=== PROBLEM REQUIREMENTS ===
Please lay out the entries as a Markdown table with the columns Row and Line, starting at the line containing "Can you find the green" and running through the end of the entries, both ends included. Number each row and skip any blank lines.

----- TASK INPUT -----

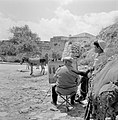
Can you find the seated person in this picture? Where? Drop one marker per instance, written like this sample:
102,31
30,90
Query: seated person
67,80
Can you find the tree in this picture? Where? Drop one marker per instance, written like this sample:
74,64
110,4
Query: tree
24,39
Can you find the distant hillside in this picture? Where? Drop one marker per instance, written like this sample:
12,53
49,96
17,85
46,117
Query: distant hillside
110,35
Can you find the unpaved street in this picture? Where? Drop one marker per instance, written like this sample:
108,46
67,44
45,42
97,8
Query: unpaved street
25,97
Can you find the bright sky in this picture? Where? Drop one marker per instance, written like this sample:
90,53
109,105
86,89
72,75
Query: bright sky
50,18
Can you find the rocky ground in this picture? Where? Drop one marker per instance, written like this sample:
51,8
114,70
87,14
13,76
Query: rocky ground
25,97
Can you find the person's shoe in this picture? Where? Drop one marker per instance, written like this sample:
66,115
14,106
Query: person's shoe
54,103
78,100
72,103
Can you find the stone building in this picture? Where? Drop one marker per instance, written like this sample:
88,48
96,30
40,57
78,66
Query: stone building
57,44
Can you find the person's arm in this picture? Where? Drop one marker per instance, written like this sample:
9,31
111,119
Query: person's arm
81,72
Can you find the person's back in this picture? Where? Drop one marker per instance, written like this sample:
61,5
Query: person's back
66,79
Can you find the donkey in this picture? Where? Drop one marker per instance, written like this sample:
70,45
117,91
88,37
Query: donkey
34,62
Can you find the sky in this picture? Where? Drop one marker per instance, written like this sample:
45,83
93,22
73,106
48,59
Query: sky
48,18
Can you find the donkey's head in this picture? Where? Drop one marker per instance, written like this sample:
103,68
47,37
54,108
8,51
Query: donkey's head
24,59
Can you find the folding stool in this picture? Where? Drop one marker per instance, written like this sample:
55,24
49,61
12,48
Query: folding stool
66,99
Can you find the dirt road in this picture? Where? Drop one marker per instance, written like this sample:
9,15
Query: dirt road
25,97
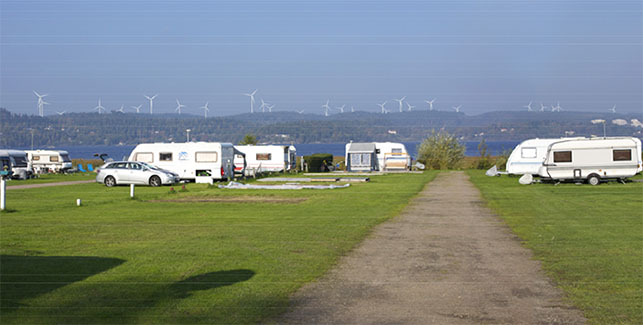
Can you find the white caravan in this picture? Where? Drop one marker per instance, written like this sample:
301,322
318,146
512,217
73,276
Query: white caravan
268,158
49,161
529,155
392,156
361,157
211,160
592,159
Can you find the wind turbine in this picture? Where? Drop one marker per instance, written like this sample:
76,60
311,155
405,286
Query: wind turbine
252,100
382,106
430,102
41,110
205,109
178,106
100,107
151,99
326,107
400,101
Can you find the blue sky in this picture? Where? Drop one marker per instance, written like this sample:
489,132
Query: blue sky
483,55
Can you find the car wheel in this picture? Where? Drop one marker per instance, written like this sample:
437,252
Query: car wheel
110,181
155,181
593,179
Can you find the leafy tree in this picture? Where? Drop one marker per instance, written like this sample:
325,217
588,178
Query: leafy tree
441,150
248,139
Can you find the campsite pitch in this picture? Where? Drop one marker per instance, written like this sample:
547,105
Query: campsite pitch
445,260
207,256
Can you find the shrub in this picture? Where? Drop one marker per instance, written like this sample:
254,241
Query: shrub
441,150
316,161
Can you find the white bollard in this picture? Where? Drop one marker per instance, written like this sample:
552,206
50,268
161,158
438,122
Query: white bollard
3,194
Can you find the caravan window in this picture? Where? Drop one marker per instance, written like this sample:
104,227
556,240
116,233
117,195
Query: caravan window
622,155
147,157
528,152
264,156
361,159
206,157
562,156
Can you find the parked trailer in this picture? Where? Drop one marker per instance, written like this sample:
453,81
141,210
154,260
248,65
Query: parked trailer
593,160
49,161
392,156
361,157
211,160
529,155
265,158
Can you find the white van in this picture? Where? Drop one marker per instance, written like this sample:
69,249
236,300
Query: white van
593,159
49,161
213,160
529,155
265,158
392,156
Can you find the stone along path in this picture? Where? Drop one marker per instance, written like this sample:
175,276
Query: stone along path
446,260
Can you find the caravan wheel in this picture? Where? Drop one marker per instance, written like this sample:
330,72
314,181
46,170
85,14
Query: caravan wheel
593,179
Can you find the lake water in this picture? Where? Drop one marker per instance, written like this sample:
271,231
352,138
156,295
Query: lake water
337,149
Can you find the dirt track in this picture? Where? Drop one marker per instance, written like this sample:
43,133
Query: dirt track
446,260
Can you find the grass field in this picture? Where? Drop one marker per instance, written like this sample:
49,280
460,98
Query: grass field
53,178
236,260
589,238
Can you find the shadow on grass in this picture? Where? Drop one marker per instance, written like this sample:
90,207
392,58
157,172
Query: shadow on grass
206,281
24,277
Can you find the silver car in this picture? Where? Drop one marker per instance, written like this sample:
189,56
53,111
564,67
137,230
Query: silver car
132,172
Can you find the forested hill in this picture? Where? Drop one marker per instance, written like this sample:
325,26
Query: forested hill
285,127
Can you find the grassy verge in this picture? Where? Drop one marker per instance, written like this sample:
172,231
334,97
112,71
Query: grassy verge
589,238
118,260
53,178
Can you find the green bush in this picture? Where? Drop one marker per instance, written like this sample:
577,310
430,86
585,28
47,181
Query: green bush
441,150
316,161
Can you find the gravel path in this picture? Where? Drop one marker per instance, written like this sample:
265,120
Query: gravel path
20,187
446,260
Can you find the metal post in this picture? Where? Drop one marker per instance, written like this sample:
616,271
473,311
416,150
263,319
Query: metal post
3,194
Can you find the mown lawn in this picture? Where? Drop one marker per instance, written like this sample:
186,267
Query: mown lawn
589,238
53,178
118,260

-----

=== SOLUTION FOR THIS PROBLEM ===
| Row | Line |
|---|---|
| 1 | Can you find the green bush in this picture? Where? Drop one marker per instance, written like this sample: |
| 2 | 577,310 |
| 3 | 430,86 |
| 4 | 585,28 |
| 5 | 47,181 |
| 6 | Query: green bush |
| 7 | 441,150 |
| 8 | 316,161 |
| 9 | Can you find the gravel path in this picture? Where? Drop one marker per instance, written like this sample: |
| 10 | 265,120 |
| 11 | Query: gravel path |
| 12 | 20,187 |
| 13 | 446,260 |
| 14 | Can you find the metal post in this picture? Where? Drop one marker per instance, written like this sample: |
| 15 | 616,271 |
| 16 | 473,311 |
| 17 | 416,150 |
| 18 | 263,319 |
| 19 | Query: metal post |
| 20 | 3,194 |
| 21 | Can you find the mown lawn in this picture? Where? Drop one marker per instance, written like this sample: |
| 22 | 186,267 |
| 23 | Query: mown lawn |
| 24 | 589,238 |
| 25 | 53,178 |
| 26 | 118,260 |